* WORK TO COMPLETE *
Copy word for word the stretch of the fluvial reservoir modeling passage from "The first source" through "the avulsion rate.".

___ ARTICLE

The first source is the randomness of the model’s parameters, and the second source resides in the way the algorithm has been designed to simulate the fluvial regime, initial river path, and its new path caused by regional avulsion. Parameters used in the generation of the reference model are based on unit four of Schooner Field, as reported by Deviese (2010). Lithological data are sampled along 16 vertical wells located approximately at centers of 80-acre parcels in the reference model. Subsequently, fifty-four geological models are generated using FLUMY, by varying the maximum depth of the fluvial channel, the equation used to estimate channel widths, and the avulsion rate.

Figure 3 shows the width of channels calculated using the first three equations in Table 1. As shown in Fig. 4, William’s formula generates a larger fluvial channel, and Bridge and Mackey’s formula leads to a narrower channel. To generate a 3D model of the facies, data are sampled every 0.5 m vertically and lithotypes are grouped together under three main facies: coarse sediments (SS), which are common deposit bars in fluvial channels; crevasse splays (CS), which are finer sands adjacent to main channel deposits; and overbank deposits (OB), which are usually floodplain muds. The preservation potential of each geological feature is a crucial point in fluvial reservoir modeling. As shown in Figs. 4 and 5, attempts to use current geomorphologic data to define the objects’ geometry and collocation often lead to an incorrect subsurface model (Pyrcz and Deutsch 2014). Preferential paths (highly permeable facies) are not sinusoidal channels, but a complex aggregation of lobe-shaped sediments (Fig. 5b). Sixty-three static models were generated and primary oil production simulated for each realization.

______
___ RECORDED DATA

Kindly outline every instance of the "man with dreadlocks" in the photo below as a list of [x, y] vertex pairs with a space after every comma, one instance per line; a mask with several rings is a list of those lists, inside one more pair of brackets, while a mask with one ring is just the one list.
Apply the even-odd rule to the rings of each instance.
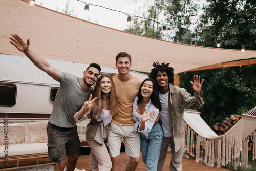
[[182, 156], [184, 148], [184, 132], [183, 126], [185, 108], [198, 109], [204, 101], [201, 93], [203, 79], [200, 76], [194, 76], [194, 82], [190, 81], [194, 92], [193, 97], [184, 88], [172, 84], [174, 81], [174, 69], [169, 63], [153, 62], [149, 77], [155, 79], [158, 86], [159, 99], [162, 111], [159, 113], [163, 127], [163, 137], [157, 165], [157, 171], [162, 170], [166, 157], [169, 143], [171, 145], [172, 160], [169, 170], [182, 170]]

______

* EXPECTED ANSWER *
The first source is the randomness of the model’s parameters, and the second source resides in the way the algorithm has been designed to simulate the fluvial regime, initial river path, and its new path caused by regional avulsion. Parameters used in the generation of the reference model are based on unit four of Schooner Field, as reported by Deviese (2010). Lithological data are sampled along 16 vertical wells located approximately at centers of 80-acre parcels in the reference model. Subsequently, fifty-four geological models are generated using FLUMY, by varying the maximum depth of the fluvial channel, the equation used to estimate channel widths, and the avulsion rate.